(YOUR INSTRUCTIONS) What do the lines say from the one containing "Objective — indicate one point on every instance of the brown" to the end of the records? Restate them word for word, and only those.

*****

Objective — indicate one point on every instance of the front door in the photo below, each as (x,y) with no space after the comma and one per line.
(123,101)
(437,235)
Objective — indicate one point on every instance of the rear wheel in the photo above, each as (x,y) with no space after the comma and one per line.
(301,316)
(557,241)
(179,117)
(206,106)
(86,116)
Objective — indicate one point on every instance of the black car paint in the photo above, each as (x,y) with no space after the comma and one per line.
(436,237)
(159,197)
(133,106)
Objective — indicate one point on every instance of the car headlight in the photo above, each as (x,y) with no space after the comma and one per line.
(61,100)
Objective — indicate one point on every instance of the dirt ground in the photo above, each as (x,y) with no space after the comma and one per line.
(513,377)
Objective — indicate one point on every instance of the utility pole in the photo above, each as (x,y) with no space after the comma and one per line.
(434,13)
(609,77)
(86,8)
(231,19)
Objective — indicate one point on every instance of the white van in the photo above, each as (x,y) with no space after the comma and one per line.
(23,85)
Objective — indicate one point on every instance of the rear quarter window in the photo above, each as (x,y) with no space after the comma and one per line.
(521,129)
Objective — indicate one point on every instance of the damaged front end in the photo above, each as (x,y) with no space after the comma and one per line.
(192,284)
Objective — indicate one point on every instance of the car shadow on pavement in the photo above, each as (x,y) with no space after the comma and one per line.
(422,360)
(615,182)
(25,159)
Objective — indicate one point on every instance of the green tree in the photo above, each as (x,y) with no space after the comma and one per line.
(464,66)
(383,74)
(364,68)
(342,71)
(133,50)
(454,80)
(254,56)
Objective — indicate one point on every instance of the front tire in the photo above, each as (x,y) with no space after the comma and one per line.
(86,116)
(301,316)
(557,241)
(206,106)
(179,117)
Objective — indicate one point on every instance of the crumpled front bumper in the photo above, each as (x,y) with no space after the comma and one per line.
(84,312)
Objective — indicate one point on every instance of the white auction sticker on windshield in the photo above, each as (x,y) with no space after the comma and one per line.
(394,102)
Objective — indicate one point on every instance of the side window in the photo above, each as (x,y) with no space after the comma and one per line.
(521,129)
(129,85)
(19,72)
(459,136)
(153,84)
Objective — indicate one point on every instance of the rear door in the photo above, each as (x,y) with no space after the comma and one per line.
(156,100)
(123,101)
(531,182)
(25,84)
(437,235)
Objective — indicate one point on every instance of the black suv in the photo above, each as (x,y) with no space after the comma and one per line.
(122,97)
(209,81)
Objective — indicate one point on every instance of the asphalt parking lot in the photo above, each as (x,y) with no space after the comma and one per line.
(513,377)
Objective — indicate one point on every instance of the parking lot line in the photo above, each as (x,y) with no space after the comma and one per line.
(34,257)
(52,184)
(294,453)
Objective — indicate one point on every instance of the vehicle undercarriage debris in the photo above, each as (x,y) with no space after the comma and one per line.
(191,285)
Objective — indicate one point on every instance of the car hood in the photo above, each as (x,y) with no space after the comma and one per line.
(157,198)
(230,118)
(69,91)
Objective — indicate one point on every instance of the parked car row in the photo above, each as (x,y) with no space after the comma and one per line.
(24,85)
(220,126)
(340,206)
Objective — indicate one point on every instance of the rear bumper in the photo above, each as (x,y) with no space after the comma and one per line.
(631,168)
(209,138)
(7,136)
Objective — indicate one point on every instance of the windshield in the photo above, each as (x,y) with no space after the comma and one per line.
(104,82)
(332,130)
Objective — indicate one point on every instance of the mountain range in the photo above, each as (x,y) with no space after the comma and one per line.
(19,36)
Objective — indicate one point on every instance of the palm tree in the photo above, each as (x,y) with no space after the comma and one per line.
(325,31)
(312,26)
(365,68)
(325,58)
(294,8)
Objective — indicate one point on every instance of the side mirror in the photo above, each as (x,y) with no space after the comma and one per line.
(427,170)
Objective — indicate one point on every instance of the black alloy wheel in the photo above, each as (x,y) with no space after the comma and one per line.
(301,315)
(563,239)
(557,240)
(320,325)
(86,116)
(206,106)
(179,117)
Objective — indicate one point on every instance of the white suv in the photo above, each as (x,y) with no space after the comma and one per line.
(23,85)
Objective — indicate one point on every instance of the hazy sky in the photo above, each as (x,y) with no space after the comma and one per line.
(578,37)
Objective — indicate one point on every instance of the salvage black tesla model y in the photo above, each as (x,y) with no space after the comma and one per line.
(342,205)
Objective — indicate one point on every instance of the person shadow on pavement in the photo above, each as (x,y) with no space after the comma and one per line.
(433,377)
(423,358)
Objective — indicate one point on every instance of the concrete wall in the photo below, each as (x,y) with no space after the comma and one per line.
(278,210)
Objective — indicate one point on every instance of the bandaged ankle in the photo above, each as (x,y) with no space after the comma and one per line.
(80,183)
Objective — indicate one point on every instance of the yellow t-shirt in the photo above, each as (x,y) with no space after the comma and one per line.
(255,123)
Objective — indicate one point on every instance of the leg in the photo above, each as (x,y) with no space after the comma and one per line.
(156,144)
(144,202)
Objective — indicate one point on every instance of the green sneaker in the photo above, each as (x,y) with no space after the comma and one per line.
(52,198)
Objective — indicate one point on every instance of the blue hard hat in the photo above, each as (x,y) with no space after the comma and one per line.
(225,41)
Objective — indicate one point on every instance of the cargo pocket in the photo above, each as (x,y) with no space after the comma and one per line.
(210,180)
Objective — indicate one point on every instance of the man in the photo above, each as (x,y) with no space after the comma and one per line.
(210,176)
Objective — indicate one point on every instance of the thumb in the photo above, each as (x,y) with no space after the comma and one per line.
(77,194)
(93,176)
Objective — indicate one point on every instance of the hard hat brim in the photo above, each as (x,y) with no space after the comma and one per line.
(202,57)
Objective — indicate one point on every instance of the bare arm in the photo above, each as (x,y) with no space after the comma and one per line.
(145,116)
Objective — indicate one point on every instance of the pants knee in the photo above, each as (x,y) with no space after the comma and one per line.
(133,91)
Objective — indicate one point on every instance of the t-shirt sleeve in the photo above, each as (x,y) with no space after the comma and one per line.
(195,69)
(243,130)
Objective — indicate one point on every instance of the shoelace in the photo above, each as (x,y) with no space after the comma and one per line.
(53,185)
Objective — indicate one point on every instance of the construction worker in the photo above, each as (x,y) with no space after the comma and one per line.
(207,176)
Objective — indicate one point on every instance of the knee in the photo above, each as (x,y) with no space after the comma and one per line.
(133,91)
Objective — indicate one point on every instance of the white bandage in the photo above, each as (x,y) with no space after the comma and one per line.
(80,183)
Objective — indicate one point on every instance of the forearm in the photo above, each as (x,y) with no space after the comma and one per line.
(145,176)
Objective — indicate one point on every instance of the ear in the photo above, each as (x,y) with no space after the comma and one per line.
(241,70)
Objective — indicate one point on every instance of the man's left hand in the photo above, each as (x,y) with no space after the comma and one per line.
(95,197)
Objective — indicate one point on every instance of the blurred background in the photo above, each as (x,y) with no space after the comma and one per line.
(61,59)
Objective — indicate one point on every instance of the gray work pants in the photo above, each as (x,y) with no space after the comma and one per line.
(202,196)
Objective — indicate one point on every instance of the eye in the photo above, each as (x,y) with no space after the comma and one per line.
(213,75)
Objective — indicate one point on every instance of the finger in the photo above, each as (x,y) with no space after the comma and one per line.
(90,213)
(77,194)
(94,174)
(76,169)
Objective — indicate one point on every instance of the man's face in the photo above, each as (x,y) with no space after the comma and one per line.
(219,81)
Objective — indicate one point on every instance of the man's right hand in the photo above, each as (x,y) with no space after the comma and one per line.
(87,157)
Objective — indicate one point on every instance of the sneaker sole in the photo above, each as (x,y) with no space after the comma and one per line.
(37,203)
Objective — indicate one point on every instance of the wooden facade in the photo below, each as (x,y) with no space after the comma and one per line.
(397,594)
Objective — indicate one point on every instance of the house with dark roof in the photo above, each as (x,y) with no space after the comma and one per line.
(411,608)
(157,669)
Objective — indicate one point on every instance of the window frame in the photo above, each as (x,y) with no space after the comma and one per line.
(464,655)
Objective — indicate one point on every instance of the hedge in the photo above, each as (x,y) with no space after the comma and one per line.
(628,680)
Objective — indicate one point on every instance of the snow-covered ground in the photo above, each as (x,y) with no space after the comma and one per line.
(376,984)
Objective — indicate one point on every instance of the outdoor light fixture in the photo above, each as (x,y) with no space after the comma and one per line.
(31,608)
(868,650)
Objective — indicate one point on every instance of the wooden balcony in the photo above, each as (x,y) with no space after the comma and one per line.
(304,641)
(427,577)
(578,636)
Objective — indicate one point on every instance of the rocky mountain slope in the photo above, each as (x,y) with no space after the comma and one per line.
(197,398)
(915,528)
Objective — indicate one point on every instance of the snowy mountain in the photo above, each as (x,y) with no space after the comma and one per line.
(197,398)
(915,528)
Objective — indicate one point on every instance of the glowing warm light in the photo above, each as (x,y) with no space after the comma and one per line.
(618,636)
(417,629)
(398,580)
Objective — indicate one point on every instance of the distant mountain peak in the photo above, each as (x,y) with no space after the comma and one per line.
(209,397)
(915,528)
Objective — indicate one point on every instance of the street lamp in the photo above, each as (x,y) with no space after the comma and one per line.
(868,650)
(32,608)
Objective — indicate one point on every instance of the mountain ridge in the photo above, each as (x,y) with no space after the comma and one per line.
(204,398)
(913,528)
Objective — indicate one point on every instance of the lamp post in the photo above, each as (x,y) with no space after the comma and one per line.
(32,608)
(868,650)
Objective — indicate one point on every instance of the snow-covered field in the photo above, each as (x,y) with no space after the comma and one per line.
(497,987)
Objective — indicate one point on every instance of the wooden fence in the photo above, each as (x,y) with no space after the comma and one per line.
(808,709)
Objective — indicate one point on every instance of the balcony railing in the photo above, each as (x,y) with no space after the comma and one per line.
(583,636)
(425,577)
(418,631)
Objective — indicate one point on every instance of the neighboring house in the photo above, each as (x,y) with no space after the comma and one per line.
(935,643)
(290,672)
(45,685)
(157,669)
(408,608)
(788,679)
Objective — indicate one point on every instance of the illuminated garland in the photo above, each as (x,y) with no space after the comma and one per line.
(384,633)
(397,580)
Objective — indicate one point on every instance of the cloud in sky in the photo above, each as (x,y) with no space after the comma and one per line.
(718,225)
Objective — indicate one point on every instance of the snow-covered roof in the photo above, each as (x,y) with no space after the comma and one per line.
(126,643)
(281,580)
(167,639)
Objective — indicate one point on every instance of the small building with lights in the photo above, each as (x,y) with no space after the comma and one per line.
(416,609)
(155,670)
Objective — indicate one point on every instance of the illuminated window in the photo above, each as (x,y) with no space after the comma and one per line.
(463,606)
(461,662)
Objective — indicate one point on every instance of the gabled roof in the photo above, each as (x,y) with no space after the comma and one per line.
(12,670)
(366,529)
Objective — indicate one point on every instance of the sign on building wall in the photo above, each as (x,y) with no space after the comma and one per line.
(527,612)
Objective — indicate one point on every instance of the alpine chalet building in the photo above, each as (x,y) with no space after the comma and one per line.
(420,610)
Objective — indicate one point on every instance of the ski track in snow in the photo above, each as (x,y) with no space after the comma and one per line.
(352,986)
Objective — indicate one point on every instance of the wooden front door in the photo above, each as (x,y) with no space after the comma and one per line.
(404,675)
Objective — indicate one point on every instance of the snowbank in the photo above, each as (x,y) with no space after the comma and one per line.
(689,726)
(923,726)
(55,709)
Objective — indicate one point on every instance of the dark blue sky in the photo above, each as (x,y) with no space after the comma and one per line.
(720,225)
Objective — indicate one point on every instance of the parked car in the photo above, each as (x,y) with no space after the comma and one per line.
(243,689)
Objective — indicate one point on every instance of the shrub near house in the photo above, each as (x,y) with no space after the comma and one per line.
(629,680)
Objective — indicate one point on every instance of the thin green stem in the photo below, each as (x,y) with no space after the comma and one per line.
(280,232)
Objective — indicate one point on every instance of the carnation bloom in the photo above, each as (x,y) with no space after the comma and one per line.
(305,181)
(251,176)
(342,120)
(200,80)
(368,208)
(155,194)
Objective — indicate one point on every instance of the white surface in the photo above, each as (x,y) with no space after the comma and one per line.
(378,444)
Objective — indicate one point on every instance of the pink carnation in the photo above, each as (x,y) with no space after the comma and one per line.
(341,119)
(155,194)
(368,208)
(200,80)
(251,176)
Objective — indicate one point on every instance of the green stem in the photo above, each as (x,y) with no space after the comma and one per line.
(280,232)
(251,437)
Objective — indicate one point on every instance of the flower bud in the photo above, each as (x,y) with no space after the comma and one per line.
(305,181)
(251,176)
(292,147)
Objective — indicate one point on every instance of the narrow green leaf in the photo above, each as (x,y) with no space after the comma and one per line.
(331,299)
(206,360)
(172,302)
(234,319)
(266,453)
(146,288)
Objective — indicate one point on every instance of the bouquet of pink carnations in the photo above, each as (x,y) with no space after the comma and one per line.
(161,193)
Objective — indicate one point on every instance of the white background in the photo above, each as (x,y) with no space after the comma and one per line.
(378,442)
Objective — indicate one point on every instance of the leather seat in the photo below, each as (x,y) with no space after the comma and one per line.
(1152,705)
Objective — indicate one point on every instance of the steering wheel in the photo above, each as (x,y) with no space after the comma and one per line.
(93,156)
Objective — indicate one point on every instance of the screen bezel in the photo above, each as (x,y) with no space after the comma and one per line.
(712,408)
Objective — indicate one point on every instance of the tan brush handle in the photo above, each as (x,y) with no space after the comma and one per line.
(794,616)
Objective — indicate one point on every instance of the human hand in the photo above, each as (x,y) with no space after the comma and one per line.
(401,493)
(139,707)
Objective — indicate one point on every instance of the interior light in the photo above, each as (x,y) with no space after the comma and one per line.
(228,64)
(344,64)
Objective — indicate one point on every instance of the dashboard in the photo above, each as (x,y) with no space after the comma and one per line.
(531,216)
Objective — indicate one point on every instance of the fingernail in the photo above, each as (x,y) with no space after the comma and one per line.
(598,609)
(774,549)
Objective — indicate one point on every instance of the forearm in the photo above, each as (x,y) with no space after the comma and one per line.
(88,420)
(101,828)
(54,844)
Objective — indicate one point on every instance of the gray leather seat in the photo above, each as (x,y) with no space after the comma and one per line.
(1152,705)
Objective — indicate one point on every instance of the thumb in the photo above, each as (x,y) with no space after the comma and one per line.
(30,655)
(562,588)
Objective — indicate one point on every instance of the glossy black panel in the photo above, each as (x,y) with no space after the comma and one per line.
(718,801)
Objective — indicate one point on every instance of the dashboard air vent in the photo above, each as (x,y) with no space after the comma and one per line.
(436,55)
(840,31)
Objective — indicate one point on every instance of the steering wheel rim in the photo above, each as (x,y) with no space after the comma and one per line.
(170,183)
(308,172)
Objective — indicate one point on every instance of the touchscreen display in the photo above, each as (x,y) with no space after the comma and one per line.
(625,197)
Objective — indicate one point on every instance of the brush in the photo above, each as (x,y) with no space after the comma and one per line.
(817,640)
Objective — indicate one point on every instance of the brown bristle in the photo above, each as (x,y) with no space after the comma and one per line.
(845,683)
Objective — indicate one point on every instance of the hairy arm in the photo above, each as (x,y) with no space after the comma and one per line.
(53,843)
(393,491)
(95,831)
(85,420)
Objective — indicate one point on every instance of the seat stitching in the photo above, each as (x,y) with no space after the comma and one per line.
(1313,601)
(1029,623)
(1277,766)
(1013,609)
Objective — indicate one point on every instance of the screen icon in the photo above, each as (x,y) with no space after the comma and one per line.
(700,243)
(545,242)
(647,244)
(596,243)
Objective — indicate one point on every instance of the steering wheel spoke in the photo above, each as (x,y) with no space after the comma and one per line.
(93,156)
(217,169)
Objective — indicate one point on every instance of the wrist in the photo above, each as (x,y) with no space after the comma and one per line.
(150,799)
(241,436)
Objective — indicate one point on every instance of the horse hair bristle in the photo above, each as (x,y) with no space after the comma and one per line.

*****

(FULL ANSWER)
Objective — indicate one point on every instance of the brown bristle in the photo above, each as (x,y) with no space after the comma and one per line.
(845,683)
Objective — indicate one point on every instance of the hairy arm in the photo above, each as (x,y) with no space after the comma and one per line.
(53,843)
(393,491)
(95,831)
(85,420)
Objective — indicate one point on every instance of the seat stitching in the photo above, each as (x,y) with no space after the comma and one per line.
(1313,601)
(1029,623)
(1277,766)
(1013,609)
Objective — indicate one point on every instance of the screen icon in the photo above, each as (x,y) with no space after the comma and one per line.
(700,243)
(545,242)
(647,244)
(596,243)
Objective — indicate one point on every instance of the steering wheel spoke in the photo above, each as (x,y) with no space after the comma and one per line.
(93,156)
(217,169)
Objective — indicate one point on every instance of the wrist in the photo above, each as (x,y) with no space after the comma and one per line.
(150,799)
(241,436)
Objective — indicate one point on every instance of the horse hair bristle in the photo above, each as (x,y) with no space after the comma and one per line.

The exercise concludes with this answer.